■ TO DO ■
Format the rows between the lines holding "For each instance of the taxi door" and "pixel 267 138", inclusive, as a two-column CSV with the columns task and value, one row per request. Place each request's text and its answer in a single quoted field each, with line breaks replaced by spaces.

(Data records)
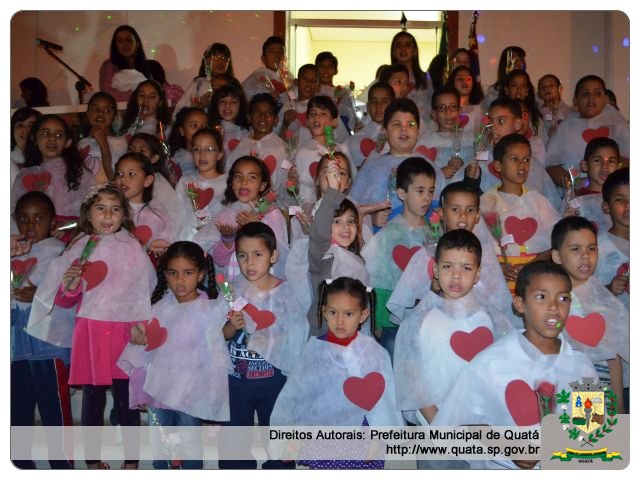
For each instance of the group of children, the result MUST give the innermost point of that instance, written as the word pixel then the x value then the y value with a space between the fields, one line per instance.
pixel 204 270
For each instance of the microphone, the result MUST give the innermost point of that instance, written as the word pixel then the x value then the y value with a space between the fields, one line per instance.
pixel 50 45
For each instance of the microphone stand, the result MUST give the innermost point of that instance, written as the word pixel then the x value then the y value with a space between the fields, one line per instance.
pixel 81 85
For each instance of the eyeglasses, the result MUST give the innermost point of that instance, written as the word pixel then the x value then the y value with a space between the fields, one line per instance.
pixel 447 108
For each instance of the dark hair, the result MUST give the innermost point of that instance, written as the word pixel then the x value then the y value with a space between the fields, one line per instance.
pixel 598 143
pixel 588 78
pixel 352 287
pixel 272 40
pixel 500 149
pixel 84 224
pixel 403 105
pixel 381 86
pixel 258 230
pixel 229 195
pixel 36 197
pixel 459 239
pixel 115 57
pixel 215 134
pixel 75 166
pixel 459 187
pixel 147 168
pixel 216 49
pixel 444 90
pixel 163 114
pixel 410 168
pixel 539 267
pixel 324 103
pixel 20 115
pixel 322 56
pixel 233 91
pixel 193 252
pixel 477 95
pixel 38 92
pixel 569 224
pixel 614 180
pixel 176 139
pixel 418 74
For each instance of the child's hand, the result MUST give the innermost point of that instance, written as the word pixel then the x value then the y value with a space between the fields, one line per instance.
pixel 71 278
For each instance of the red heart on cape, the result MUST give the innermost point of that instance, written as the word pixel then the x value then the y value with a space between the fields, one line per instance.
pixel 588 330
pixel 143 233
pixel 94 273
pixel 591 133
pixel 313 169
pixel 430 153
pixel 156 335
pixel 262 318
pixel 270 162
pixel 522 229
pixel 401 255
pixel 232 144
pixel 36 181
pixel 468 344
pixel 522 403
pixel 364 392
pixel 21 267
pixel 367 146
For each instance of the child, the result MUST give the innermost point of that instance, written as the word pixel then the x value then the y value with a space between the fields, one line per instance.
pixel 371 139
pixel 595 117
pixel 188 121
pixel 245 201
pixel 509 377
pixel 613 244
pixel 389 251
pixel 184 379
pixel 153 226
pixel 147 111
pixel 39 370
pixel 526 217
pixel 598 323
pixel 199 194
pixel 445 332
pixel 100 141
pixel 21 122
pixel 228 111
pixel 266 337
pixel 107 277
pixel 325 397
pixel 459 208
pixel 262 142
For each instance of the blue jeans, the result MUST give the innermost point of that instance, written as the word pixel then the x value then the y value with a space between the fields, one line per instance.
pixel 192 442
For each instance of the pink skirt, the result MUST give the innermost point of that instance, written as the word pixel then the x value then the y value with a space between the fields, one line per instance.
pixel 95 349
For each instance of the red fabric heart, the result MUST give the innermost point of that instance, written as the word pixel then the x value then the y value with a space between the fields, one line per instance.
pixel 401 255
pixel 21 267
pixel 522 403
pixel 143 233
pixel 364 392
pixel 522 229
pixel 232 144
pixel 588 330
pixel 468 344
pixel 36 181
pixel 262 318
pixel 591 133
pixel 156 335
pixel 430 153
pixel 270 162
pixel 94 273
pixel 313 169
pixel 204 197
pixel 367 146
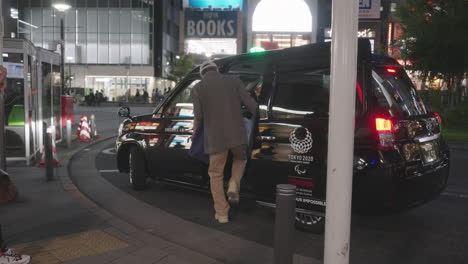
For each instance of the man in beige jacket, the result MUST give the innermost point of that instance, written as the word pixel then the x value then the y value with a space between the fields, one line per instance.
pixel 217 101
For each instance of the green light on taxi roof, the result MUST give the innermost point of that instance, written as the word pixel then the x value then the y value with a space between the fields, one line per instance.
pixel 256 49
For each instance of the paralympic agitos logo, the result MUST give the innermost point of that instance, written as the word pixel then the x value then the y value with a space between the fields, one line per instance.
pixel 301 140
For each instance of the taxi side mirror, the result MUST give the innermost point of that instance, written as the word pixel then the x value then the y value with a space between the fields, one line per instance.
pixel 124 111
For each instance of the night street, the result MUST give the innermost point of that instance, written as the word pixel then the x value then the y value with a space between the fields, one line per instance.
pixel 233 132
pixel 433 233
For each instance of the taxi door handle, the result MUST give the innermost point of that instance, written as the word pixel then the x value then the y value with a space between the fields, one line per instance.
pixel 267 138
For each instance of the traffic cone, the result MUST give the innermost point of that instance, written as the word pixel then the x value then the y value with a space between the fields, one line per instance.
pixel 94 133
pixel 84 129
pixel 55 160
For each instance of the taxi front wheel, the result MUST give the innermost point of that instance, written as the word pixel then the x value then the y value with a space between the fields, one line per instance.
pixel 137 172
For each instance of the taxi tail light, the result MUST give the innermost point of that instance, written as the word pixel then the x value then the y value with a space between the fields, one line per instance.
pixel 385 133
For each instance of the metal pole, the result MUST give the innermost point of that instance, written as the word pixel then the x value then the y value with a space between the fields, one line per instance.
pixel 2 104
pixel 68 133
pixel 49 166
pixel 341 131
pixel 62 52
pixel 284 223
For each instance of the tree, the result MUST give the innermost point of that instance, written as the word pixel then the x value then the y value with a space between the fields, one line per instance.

■ SOLUTION BELOW ■
task,value
"For each instance of the taxi door handle, the result MUST give the innermost point of that instance, written as the word pixel then the x value then the y value with a space between the fields, one line per instance.","pixel 267 138"